THE RECORDS:
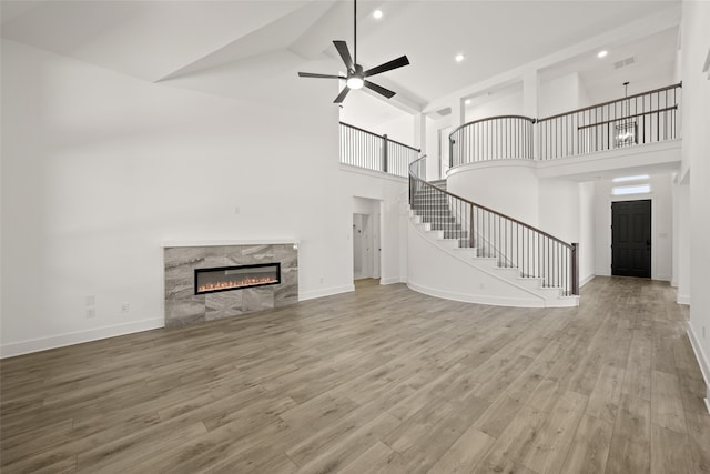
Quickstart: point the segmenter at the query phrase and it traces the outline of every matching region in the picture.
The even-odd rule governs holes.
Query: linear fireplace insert
[[[195,269],[195,294],[281,283],[281,263]]]

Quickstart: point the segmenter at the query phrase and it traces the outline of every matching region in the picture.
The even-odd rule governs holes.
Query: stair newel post
[[[474,206],[468,204],[468,246],[474,248]]]
[[[448,138],[448,168],[454,168],[454,143],[456,140]]]
[[[572,276],[572,294],[579,296],[579,244],[572,243],[571,249],[571,276]]]
[[[387,134],[382,135],[382,171],[387,172]]]

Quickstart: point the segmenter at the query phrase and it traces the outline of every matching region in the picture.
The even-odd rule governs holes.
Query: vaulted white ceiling
[[[239,75],[278,58],[288,58],[285,71],[277,64],[262,69],[337,73],[312,70],[312,61],[329,58],[320,64],[343,69],[332,40],[353,48],[352,8],[349,0],[2,1],[1,28],[3,38],[152,82],[215,68]],[[376,8],[384,12],[381,20],[371,16]],[[412,65],[376,82],[424,105],[643,18],[678,17],[679,8],[679,1],[657,0],[361,1],[358,62],[373,67],[407,54]],[[677,29],[637,32],[627,42],[617,39],[610,47],[619,51],[610,52],[633,56],[639,78],[669,75],[676,42]],[[457,53],[466,57],[460,63]],[[595,61],[594,51],[582,52],[542,72],[577,70],[589,84],[610,87],[609,63]],[[631,69],[625,72],[635,80],[628,78]]]

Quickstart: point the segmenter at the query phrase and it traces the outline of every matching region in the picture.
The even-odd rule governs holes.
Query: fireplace
[[[281,263],[195,269],[195,294],[281,283]]]

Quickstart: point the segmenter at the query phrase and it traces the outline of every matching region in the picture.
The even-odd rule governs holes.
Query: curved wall
[[[491,160],[448,171],[449,192],[537,226],[538,179],[534,161]]]

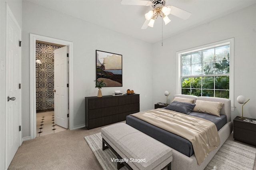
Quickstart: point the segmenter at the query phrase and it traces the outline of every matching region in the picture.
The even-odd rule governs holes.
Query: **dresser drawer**
[[[256,145],[256,132],[254,131],[234,127],[234,138],[238,141]]]
[[[256,125],[253,123],[246,122],[242,121],[234,121],[234,127],[238,127],[244,129],[249,130],[252,131],[256,131]]]

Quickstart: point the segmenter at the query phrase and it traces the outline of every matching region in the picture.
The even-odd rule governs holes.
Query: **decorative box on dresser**
[[[234,119],[235,140],[256,146],[256,124],[246,122],[237,116]]]
[[[126,120],[140,111],[140,95],[85,97],[85,126],[88,129]]]

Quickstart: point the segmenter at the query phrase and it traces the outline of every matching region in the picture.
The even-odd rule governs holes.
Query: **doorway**
[[[56,51],[61,49],[62,48],[64,49],[64,52],[66,55],[68,51],[66,46],[40,41],[36,42],[36,137],[61,132],[68,128],[68,118],[66,119],[66,123],[61,125],[58,123],[58,114],[56,114],[60,109],[57,108],[60,105],[56,103],[58,103],[58,101],[60,103],[62,102],[58,101],[58,96],[56,95],[57,87],[56,82],[60,81],[58,79],[63,79],[63,77],[65,78],[66,83],[68,81],[68,60],[65,58],[66,56],[64,57],[66,59],[64,60],[66,63],[65,64],[66,68],[63,74],[60,74],[59,72],[61,71],[56,64],[59,57],[58,53],[56,54]],[[68,93],[68,89],[66,87],[66,93]],[[66,98],[63,105],[67,105],[68,94],[62,97]],[[67,106],[66,108],[66,110],[64,111],[68,114]]]
[[[38,108],[37,108],[36,102],[36,67],[35,58],[37,50],[38,49],[36,48],[36,43],[43,43],[45,44],[49,44],[50,45],[59,45],[59,47],[66,46],[68,47],[68,75],[67,75],[68,77],[68,104],[67,104],[67,107],[69,109],[69,129],[73,128],[73,43],[70,42],[56,39],[53,38],[44,37],[42,36],[39,36],[32,34],[30,34],[30,138],[33,139],[37,136],[37,128],[36,128],[36,111]],[[37,56],[38,57],[38,56]],[[66,56],[67,57],[67,56]],[[42,59],[40,62],[45,61],[45,60]],[[38,70],[37,71],[38,71]],[[47,76],[46,76],[47,77]],[[46,90],[44,89],[43,90]],[[48,90],[49,91],[50,90]],[[52,101],[49,99],[44,99],[48,100],[48,103],[51,102],[53,103]],[[49,105],[50,106],[51,105]],[[42,109],[42,108],[41,108]],[[51,108],[44,108],[45,111],[52,111],[48,110],[51,109]],[[42,109],[42,110],[44,110]]]

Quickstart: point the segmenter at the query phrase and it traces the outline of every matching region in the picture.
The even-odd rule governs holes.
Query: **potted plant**
[[[104,81],[101,80],[101,81],[98,81],[98,80],[94,80],[95,82],[95,88],[98,88],[99,89],[99,90],[98,91],[98,97],[102,97],[102,93],[101,93],[101,89],[102,87],[105,86],[105,84],[103,83]]]

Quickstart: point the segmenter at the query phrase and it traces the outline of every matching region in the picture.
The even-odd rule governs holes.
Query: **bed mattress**
[[[220,117],[206,113],[193,112],[189,115],[200,117],[214,123],[218,130],[227,122],[226,115]],[[188,156],[194,154],[192,144],[188,140],[131,115],[126,117],[126,123],[148,136]]]

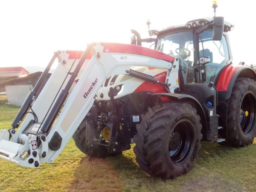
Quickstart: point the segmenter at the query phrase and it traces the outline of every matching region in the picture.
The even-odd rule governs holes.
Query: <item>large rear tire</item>
[[[228,105],[228,136],[225,143],[244,147],[256,135],[256,86],[253,80],[238,78]]]
[[[164,179],[188,172],[197,158],[202,138],[200,117],[182,103],[149,108],[141,116],[133,150],[140,168]]]
[[[104,158],[107,156],[114,155],[108,151],[104,146],[99,146],[97,148],[93,148],[86,143],[86,120],[84,118],[78,126],[73,136],[76,145],[83,153],[92,157]]]

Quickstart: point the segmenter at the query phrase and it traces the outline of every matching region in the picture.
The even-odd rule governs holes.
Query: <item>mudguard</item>
[[[256,81],[256,73],[252,68],[242,65],[228,65],[221,72],[216,84],[219,102],[228,99],[238,77],[246,77]]]

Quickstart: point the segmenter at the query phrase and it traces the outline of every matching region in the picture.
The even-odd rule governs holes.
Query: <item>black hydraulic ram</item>
[[[130,71],[127,70],[125,71],[125,72],[128,74],[128,75],[129,75],[134,77],[136,77],[142,80],[144,80],[146,81],[148,81],[150,83],[158,83],[165,86],[167,86],[167,84],[162,82],[160,82],[156,79],[151,76],[147,74],[136,71],[132,69],[130,69]]]
[[[79,71],[80,70],[80,69],[84,64],[87,56],[90,52],[91,48],[92,45],[91,44],[88,45],[86,50],[84,52],[81,57],[81,58],[74,72],[71,73],[71,76],[70,78],[67,83],[65,88],[62,90],[56,102],[54,103],[45,120],[44,123],[42,126],[41,131],[42,133],[44,133],[48,132],[60,111],[61,106],[63,105],[65,100],[68,94],[68,91],[72,85],[72,84],[75,80],[76,77],[77,76],[77,74],[78,74]]]
[[[22,121],[22,119],[24,116],[24,114],[27,112],[30,107],[32,101],[36,95],[36,92],[37,91],[40,85],[41,85],[42,83],[43,83],[44,78],[48,74],[51,67],[58,53],[57,52],[54,53],[49,64],[48,64],[45,69],[40,76],[40,78],[39,78],[39,79],[36,82],[36,84],[34,89],[33,89],[33,90],[30,92],[25,101],[24,101],[23,104],[22,104],[21,107],[19,111],[18,114],[16,116],[16,117],[15,117],[15,119],[14,119],[12,124],[13,129],[17,128],[21,121]]]

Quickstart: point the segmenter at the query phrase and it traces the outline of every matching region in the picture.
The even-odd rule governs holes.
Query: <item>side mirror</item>
[[[224,18],[223,17],[215,17],[213,19],[212,40],[221,40],[224,28]]]
[[[131,31],[132,33],[133,33],[135,35],[133,36],[132,37],[131,44],[134,45],[137,44],[140,46],[141,46],[141,38],[140,38],[140,36],[138,31],[134,29],[131,29]],[[136,38],[137,37],[137,39]]]
[[[199,63],[200,64],[205,64],[210,62],[210,58],[206,57],[201,57],[199,58]]]

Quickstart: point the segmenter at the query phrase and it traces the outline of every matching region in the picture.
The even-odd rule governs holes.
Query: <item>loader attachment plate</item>
[[[18,154],[20,144],[6,140],[0,140],[0,155],[12,158]]]

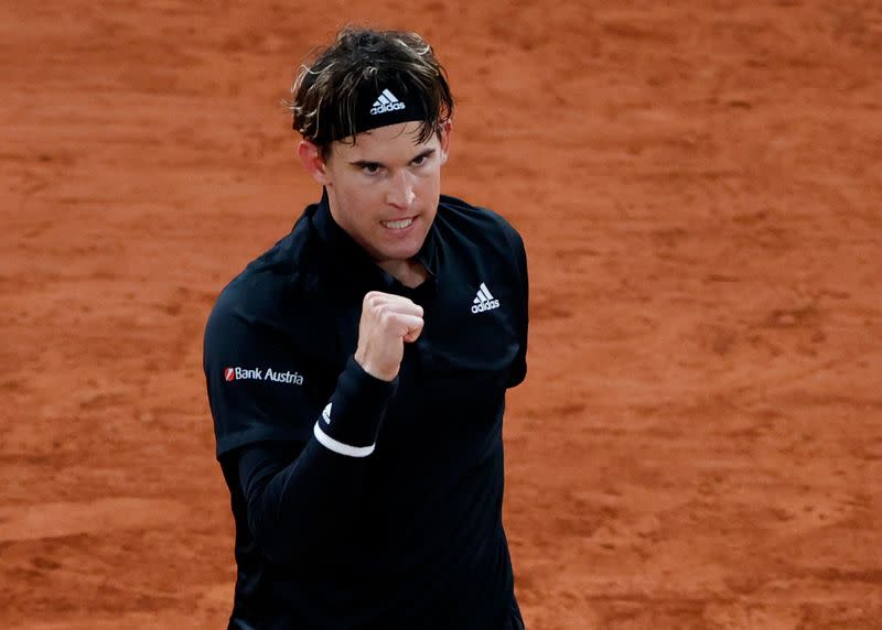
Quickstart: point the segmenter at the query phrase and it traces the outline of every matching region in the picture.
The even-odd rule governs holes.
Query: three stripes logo
[[[387,111],[395,111],[396,109],[405,109],[405,104],[398,100],[388,89],[384,89],[377,97],[377,100],[374,101],[370,113],[386,113]]]
[[[499,301],[493,296],[487,285],[481,283],[481,289],[477,290],[477,296],[472,304],[472,313],[483,313],[484,311],[493,311],[499,307]]]

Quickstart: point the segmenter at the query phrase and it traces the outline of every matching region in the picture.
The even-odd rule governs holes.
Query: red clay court
[[[882,8],[831,0],[3,3],[0,626],[224,627],[203,326],[346,22],[434,44],[444,191],[527,242],[528,628],[882,627]]]

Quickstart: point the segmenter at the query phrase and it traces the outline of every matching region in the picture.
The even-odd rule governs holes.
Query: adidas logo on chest
[[[487,285],[482,282],[481,287],[477,290],[477,295],[472,302],[472,313],[484,313],[485,311],[493,311],[498,307],[499,301],[493,296]]]

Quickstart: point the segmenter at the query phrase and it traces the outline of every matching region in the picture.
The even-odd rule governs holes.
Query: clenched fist
[[[372,377],[391,381],[398,376],[405,344],[422,333],[422,306],[407,297],[372,291],[362,303],[355,360]]]

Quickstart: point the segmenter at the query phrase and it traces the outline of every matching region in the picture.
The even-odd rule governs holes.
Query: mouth
[[[380,221],[383,227],[388,228],[390,230],[404,230],[409,228],[411,224],[413,224],[413,217],[408,217],[406,219],[398,219],[396,221]]]

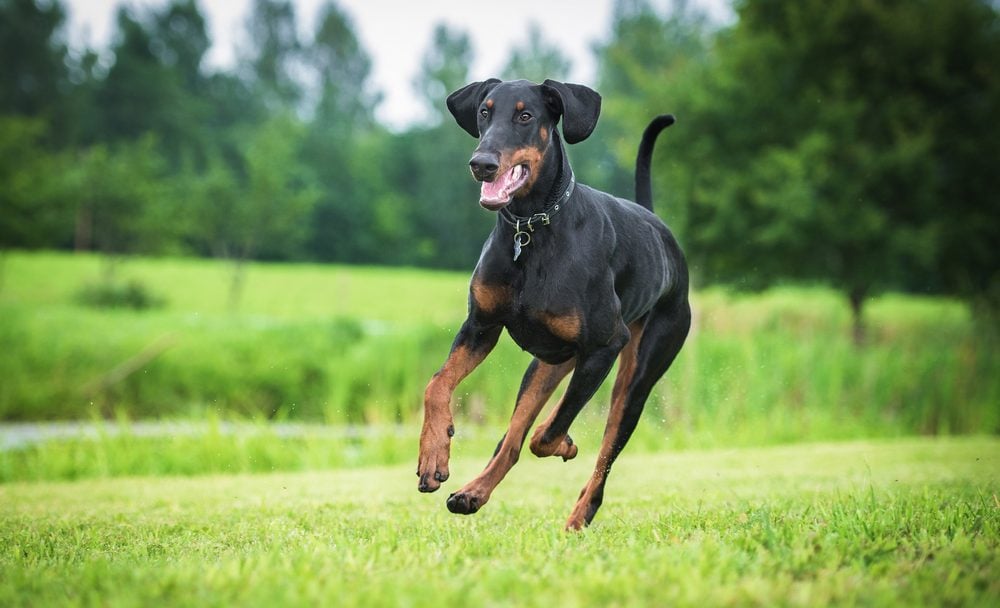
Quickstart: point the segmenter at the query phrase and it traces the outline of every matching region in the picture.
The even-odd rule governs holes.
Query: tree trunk
[[[847,296],[851,301],[851,335],[855,346],[863,346],[865,343],[865,294],[864,288],[854,287]]]

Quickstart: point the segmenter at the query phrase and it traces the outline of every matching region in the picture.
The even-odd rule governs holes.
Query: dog
[[[481,182],[479,204],[497,221],[472,274],[468,316],[424,392],[418,489],[434,492],[448,479],[452,394],[506,329],[534,358],[493,457],[448,497],[448,510],[471,514],[489,501],[571,371],[530,449],[539,457],[575,457],[569,427],[617,359],[597,463],[566,521],[568,530],[579,530],[600,508],[611,466],[691,326],[684,255],[652,212],[653,148],[674,117],[656,117],[643,133],[631,202],[577,183],[570,167],[563,140],[586,139],[600,115],[601,97],[592,89],[489,79],[455,91],[447,104],[458,125],[479,140],[469,167]]]

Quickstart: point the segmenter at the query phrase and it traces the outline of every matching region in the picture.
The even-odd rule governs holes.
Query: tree
[[[67,94],[59,2],[0,0],[0,114],[59,117]]]
[[[40,118],[0,116],[0,252],[72,242],[71,164],[46,136]]]
[[[661,136],[654,161],[654,209],[682,237],[684,206],[678,204],[673,167],[684,166],[687,149],[677,142],[690,125],[692,91],[710,57],[714,30],[703,13],[686,2],[660,14],[648,0],[617,0],[611,36],[595,47],[597,88],[603,95],[601,119],[590,139],[571,150],[588,183],[633,198],[635,155],[642,130],[659,114],[673,113],[678,126]],[[696,136],[695,136],[696,137]],[[669,174],[669,179],[663,176]]]
[[[514,53],[501,71],[505,80],[530,80],[542,82],[546,78],[565,80],[572,62],[542,36],[542,28],[532,22],[528,26],[528,41],[523,47],[515,47]]]
[[[692,134],[684,240],[702,279],[829,282],[860,337],[872,293],[963,274],[949,242],[971,240],[980,279],[996,277],[983,245],[1000,235],[982,217],[1000,186],[982,164],[1000,139],[987,118],[1000,109],[995,9],[747,0],[738,13],[679,122]]]
[[[321,260],[372,261],[385,251],[373,234],[373,213],[384,188],[370,87],[371,59],[347,15],[328,2],[304,63],[317,103],[304,141],[304,158],[321,194],[310,222],[309,253]]]
[[[272,113],[298,109],[302,83],[296,77],[301,61],[295,6],[288,0],[254,0],[247,21],[248,40],[242,56],[244,79]]]
[[[424,53],[420,72],[413,81],[413,88],[427,110],[429,124],[439,124],[447,117],[444,99],[468,84],[472,59],[472,42],[467,33],[443,23],[434,27],[431,46]],[[450,118],[445,122],[449,121]]]

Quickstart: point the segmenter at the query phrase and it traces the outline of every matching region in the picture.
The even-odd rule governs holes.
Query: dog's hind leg
[[[567,530],[590,524],[604,500],[611,465],[632,437],[653,385],[673,363],[691,326],[687,300],[657,304],[622,350],[611,394],[611,411],[594,472],[566,521]]]
[[[507,433],[500,440],[493,458],[483,472],[448,497],[449,511],[468,515],[486,504],[493,489],[517,462],[524,438],[538,412],[552,396],[559,382],[573,369],[574,364],[574,359],[559,365],[549,365],[538,359],[531,362],[521,382]]]

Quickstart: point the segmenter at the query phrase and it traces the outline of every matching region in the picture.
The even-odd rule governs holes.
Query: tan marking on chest
[[[580,337],[580,313],[570,311],[565,314],[538,313],[538,320],[557,338],[574,342]]]

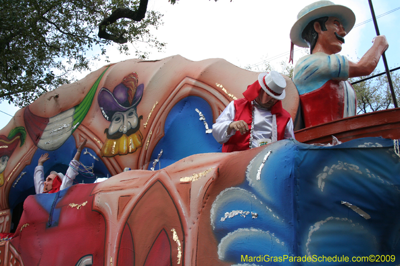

WHAT YOU SHOULD DO: Gather and copy out every line in the rows above that contains the word "dresser".

THE RESULT:
Query: **dresser drawer**
Query: **decorative box on dresser**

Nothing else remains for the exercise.